- **The task**:
An exact restatement of all the data is required, with the pictures left out.

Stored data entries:
╭──

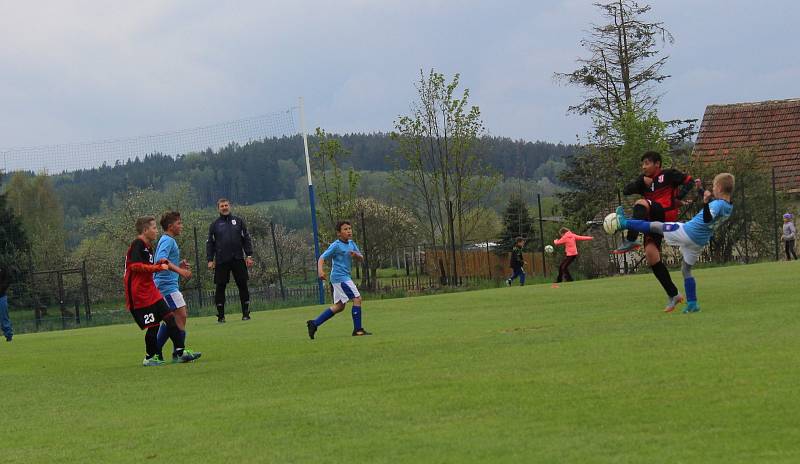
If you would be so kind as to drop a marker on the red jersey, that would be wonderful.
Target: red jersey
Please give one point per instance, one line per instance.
(669, 186)
(140, 290)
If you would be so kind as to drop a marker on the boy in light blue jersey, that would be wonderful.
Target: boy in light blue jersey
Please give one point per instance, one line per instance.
(694, 235)
(341, 253)
(167, 283)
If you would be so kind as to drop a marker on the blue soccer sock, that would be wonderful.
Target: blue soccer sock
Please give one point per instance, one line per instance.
(638, 225)
(645, 226)
(163, 335)
(324, 316)
(356, 317)
(691, 289)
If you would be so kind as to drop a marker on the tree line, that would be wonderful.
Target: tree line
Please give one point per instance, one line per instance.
(270, 169)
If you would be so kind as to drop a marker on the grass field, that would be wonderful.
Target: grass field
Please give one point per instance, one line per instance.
(589, 372)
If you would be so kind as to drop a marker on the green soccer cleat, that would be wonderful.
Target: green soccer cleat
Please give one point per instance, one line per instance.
(154, 361)
(691, 307)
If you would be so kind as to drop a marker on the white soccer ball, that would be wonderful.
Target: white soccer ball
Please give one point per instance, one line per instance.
(611, 223)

╰──

- **Written answer**:
If you would be so kind as to drop a marker on the red jersey, that would be wonderful.
Target: red jersey
Please give one point per instance, one line per instance.
(669, 186)
(140, 290)
If you would be so kind as to drop a marker on the boy in light blue jersey, that would be wonderful.
Target: boy in light blue jersey
Please give one point per instance, one line per instance.
(694, 235)
(341, 253)
(167, 283)
If you would be so kind as to drop a marker on the blue soccer sock, that would be wonderful.
Target: blue soccer sock
Please give one point per instance, one line per instance.
(638, 225)
(645, 226)
(163, 335)
(324, 316)
(356, 317)
(691, 289)
If you would be so kind as to drop a marker on the tree line, that would be wonderful.
Target: tree line
Please give one point per instance, one line per instance.
(270, 169)
If you would be so kind as to drop a marker on the grass field, that would be wonderful.
Target: grass field
Please give one point per instance, one line per instance.
(589, 372)
If you would be so kind as to drop a marker on the green soccer cleat, that would be wonderful.
Target: green soccer cleat
Please give one point per instance, one line per instance.
(154, 361)
(691, 307)
If you would be so kind as to drop a marker on the white soccer ball, that would be wonderful.
Target: white soccer ball
Please give one point per instance, one line per instance.
(611, 223)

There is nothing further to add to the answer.